§ **ЗАДАНИЯ**
**A)** Перескажите отрывок в двух предложениях.
**B)** Пожалуйста, перепишите часть отрывка без изменений. Начните с места, где стоят слова «А пока нас на», и остановитесь после слов «потом сесть работать.».

§ **ИСХОДНЫЙ ОТРЫВОК**

----------------

Выбрать главу

И почти тут же становится известно, что Субраманиан берется делать Рыбакову операцию.

— Подумаешь, — смотрит на меня Толя, — не такая уже большая разница между 85 и 87 годами. Пойдем к Субраманиану!

А пока нас на несколько дней отпускают домой. В эти дни Толя был бодр и весел. Утром зарядка, потом «воны» пошли бриться, потом «воны» хотели бы прогуляться после завтрака, а потом сесть работать.

Наступает вечер перед операцией, сердце у меня трепещет, как у зайца, которого догоняет охотник, но не показываю вида, держу себя в руках. А мой муж веселится, поет, отбивая такт рукой на столе:

Хасбулат удалой, Бедна сакля твоя, Золотою казной Я осыплю тебя.

И меня заставляет петь. Сколько лет живу на свете, никогда не слышала, чтобы кто-нибудь пел в канун операции, пусть даже пустяковой, а не на сердце. Рыбаков был не просто спокоен, он был уверен, что операция даст ему еще шесть лет жизни. Раз он назвал эту цифру Шахновичу, значит, так оно и будет. Удивительно верил в свою способность внушать что-либо другим людям, что со стороны выглядело даже по-детски, но, как говорил художник Роберт Фальк: «Вечно детское в человеке есть признак таланта».

----------------

§ **ФРАГМЕНТЫ ЗАПИСЕЙ**
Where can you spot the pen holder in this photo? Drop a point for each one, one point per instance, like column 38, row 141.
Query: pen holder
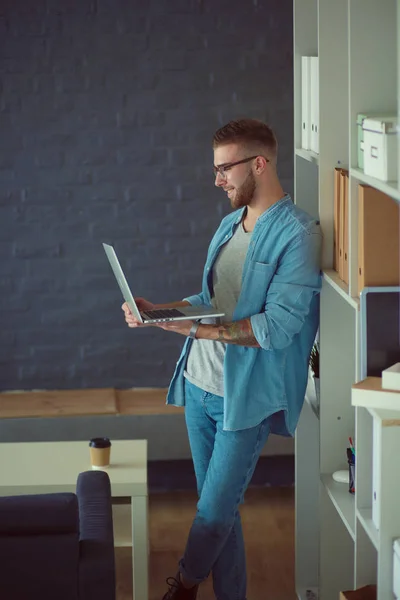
column 352, row 471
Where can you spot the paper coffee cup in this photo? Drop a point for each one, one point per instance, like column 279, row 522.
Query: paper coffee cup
column 100, row 449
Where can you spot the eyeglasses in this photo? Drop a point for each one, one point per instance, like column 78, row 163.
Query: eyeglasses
column 221, row 169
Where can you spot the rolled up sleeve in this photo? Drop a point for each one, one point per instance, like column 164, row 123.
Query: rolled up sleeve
column 291, row 291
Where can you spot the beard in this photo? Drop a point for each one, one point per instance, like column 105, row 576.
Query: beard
column 244, row 194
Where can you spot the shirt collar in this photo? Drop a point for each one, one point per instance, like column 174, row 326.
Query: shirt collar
column 277, row 205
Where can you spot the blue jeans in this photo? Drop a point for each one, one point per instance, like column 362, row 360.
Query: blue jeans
column 224, row 462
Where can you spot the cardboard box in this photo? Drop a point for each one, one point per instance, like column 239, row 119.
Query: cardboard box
column 380, row 147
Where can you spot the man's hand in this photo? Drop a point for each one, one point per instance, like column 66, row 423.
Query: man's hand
column 142, row 304
column 182, row 327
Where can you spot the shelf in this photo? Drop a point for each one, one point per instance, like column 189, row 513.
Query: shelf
column 308, row 155
column 387, row 418
column 343, row 502
column 122, row 522
column 332, row 277
column 370, row 394
column 391, row 188
column 308, row 593
column 365, row 517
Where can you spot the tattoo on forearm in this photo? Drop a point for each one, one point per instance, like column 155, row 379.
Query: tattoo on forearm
column 239, row 332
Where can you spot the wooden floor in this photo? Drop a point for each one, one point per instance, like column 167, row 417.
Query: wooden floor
column 268, row 524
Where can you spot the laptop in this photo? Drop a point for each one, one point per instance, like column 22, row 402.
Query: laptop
column 159, row 315
column 379, row 329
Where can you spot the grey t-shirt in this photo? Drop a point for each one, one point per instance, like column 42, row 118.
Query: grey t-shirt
column 205, row 365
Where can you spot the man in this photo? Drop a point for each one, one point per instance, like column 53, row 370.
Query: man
column 244, row 377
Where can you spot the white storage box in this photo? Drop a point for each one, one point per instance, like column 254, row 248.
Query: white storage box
column 380, row 147
column 396, row 568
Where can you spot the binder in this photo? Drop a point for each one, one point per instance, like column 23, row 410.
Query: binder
column 343, row 225
column 314, row 101
column 346, row 228
column 336, row 218
column 378, row 239
column 305, row 102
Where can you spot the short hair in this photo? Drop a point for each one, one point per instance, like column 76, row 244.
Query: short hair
column 252, row 133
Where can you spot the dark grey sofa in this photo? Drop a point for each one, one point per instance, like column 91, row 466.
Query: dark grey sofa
column 59, row 546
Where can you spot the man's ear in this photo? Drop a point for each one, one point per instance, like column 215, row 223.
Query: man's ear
column 260, row 165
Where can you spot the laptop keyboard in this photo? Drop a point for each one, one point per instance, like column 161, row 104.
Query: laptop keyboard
column 163, row 314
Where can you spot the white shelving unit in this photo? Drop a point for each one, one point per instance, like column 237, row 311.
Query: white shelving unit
column 338, row 546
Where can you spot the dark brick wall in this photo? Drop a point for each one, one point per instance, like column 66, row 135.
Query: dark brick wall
column 107, row 112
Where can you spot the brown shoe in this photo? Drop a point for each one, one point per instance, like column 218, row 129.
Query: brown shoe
column 178, row 592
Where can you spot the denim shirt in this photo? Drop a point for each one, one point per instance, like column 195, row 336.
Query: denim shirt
column 281, row 282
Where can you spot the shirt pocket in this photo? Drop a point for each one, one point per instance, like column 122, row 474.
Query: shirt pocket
column 266, row 269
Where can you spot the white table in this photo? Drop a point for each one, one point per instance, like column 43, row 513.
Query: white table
column 48, row 467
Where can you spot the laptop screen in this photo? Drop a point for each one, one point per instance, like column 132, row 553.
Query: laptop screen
column 380, row 330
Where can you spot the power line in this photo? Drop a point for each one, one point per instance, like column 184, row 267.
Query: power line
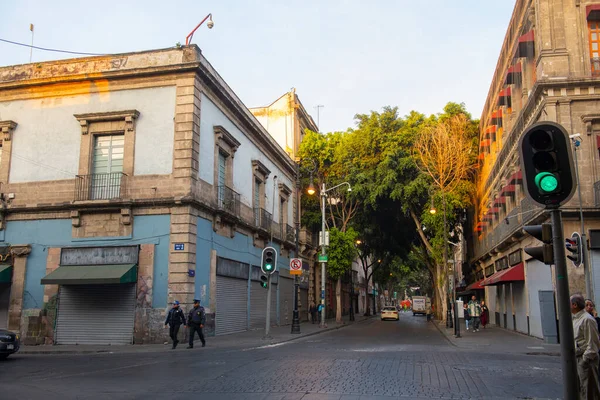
column 47, row 49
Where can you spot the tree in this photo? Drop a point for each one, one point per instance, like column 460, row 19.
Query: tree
column 340, row 257
column 444, row 153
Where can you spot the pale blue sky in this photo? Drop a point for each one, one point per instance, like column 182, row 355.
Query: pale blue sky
column 351, row 56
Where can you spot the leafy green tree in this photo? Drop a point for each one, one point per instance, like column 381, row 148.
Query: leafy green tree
column 341, row 254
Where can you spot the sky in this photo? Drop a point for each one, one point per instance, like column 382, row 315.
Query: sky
column 350, row 56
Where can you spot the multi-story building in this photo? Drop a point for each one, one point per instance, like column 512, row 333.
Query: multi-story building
column 130, row 181
column 287, row 120
column 548, row 70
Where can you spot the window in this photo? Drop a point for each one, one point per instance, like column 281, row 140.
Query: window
column 594, row 39
column 107, row 166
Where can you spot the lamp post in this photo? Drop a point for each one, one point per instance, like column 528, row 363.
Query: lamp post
column 323, row 251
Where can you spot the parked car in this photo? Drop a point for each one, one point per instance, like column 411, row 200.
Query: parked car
column 390, row 312
column 9, row 343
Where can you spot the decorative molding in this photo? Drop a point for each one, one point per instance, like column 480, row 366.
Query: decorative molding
column 129, row 116
column 283, row 188
column 224, row 137
column 7, row 128
column 260, row 168
column 20, row 250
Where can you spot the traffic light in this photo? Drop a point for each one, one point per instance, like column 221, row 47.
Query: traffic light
column 544, row 253
column 264, row 281
column 269, row 260
column 547, row 164
column 574, row 245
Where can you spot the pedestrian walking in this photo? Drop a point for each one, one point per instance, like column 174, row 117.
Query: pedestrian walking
column 196, row 320
column 175, row 318
column 485, row 314
column 475, row 313
column 467, row 316
column 585, row 330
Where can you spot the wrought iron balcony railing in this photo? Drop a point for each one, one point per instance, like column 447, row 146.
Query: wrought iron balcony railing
column 262, row 218
column 99, row 186
column 228, row 200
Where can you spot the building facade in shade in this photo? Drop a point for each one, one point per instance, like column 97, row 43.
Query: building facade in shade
column 130, row 181
column 287, row 120
column 548, row 70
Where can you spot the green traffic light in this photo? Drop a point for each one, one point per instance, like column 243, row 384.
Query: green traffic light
column 546, row 182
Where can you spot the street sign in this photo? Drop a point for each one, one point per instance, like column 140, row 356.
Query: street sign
column 295, row 266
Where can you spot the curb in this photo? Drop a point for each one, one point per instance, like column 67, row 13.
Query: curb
column 131, row 348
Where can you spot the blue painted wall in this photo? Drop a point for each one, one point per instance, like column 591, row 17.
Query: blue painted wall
column 42, row 234
column 239, row 248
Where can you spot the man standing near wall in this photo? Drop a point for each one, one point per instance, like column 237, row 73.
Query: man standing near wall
column 196, row 320
column 587, row 342
column 175, row 318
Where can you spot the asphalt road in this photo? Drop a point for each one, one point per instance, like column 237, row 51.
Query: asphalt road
column 374, row 359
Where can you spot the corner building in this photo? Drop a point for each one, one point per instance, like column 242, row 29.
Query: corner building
column 130, row 181
column 548, row 70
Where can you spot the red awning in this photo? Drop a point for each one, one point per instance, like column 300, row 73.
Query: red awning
column 517, row 176
column 508, row 189
column 526, row 46
column 513, row 74
column 475, row 286
column 513, row 274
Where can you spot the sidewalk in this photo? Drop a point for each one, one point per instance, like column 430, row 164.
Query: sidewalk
column 497, row 340
column 242, row 340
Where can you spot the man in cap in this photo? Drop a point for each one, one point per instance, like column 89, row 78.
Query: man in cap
column 175, row 318
column 196, row 320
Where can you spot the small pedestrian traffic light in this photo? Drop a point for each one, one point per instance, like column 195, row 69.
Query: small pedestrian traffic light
column 269, row 260
column 574, row 245
column 547, row 164
column 544, row 253
column 264, row 281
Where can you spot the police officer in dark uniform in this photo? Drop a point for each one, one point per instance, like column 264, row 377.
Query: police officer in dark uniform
column 196, row 320
column 175, row 318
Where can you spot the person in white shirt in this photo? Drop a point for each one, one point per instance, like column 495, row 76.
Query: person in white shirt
column 587, row 343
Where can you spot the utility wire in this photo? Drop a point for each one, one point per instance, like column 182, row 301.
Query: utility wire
column 47, row 49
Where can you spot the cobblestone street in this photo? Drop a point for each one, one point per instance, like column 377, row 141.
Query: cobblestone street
column 373, row 359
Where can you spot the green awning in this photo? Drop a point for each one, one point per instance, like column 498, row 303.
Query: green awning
column 91, row 275
column 5, row 273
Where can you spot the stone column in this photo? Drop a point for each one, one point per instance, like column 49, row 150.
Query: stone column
column 15, row 309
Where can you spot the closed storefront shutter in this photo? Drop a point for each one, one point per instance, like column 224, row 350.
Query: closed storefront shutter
column 286, row 300
column 232, row 305
column 95, row 314
column 305, row 304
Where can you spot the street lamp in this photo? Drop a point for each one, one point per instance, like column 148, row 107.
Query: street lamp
column 323, row 251
column 209, row 24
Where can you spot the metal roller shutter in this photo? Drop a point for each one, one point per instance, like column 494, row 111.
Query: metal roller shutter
column 96, row 314
column 286, row 300
column 232, row 305
column 305, row 306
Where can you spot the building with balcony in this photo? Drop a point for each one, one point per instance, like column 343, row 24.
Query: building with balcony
column 547, row 71
column 287, row 120
column 130, row 181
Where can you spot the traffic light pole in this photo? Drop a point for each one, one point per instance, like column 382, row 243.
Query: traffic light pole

----------------

§ **ОТВЕТЫ**
**A)** Субраманиан берется оперировать Рыбакова, и перед операцией их на несколько дней отпускают домой, где Рыбаков бодр и весел. Накануне операции он поет, отбивая такт рукой на столе, и уверен, что операция даст ему еще шесть лет жизни.

**B)**
А пока нас на несколько дней отпускают домой. В эти дни Толя был бодр и весел. Утром зарядка, потом «воны» пошли бриться, потом «воны» хотели бы прогуляться после завтрака, а потом сесть работать.